Data items
▬▬▬

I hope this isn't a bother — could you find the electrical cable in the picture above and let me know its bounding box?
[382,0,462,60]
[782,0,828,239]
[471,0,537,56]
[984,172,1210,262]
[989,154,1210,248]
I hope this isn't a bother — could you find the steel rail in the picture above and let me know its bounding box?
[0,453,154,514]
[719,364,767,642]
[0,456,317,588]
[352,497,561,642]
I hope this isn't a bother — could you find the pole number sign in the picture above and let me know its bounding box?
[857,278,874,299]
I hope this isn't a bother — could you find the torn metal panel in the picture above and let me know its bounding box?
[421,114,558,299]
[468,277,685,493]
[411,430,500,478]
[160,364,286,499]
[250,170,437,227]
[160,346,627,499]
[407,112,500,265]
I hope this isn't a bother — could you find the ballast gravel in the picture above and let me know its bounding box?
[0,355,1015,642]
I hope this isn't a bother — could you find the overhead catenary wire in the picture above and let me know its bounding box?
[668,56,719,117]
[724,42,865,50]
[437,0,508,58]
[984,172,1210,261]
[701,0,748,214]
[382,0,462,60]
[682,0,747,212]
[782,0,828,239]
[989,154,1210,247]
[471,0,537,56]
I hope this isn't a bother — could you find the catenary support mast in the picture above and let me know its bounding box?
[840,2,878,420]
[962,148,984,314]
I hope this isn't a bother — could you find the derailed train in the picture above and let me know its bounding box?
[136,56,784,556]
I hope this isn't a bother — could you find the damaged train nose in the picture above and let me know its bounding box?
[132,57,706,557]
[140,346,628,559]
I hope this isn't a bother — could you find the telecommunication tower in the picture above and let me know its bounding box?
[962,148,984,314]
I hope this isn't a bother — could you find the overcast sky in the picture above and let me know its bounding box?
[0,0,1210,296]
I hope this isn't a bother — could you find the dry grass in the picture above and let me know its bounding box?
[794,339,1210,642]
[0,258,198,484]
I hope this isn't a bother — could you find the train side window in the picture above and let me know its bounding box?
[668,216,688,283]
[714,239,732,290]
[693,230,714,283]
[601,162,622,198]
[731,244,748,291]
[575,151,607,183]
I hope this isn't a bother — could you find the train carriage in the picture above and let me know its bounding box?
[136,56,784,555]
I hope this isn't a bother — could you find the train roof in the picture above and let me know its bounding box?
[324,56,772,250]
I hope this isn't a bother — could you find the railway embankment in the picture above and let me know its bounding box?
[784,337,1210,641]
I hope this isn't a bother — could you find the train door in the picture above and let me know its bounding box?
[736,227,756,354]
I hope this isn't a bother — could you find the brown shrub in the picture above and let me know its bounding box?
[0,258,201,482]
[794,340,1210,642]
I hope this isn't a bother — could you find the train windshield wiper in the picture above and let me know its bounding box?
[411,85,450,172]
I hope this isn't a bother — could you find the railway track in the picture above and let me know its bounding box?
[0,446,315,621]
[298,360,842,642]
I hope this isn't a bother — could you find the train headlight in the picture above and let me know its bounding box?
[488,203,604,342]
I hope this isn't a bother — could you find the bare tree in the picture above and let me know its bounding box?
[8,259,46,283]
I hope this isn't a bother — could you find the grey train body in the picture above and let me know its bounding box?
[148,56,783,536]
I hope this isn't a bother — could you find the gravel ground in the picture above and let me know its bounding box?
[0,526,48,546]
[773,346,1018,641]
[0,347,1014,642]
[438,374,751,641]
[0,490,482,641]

▬▬▬

SET TASK:
Copy every line of the rows from the very first line through the line containing "[857,278,874,299]", including both of those lines, and reproduce each one without any change.

RESULT OF THE EXERCISE:
I hope this isn't a bother — could you find the electrical cable in the picture above and let me know its bounding box?
[382,0,462,60]
[782,0,828,239]
[471,0,537,56]
[984,172,1210,262]
[989,154,1210,248]
I hope this isn't a bother — could you find the steel rail in the picture above and let me know its bounding box?
[0,453,154,514]
[719,364,767,642]
[0,456,317,588]
[352,497,561,642]
I hope this isn't a bother — could you find the pole number sign in the picture above and let me know its bounding box?
[857,278,874,299]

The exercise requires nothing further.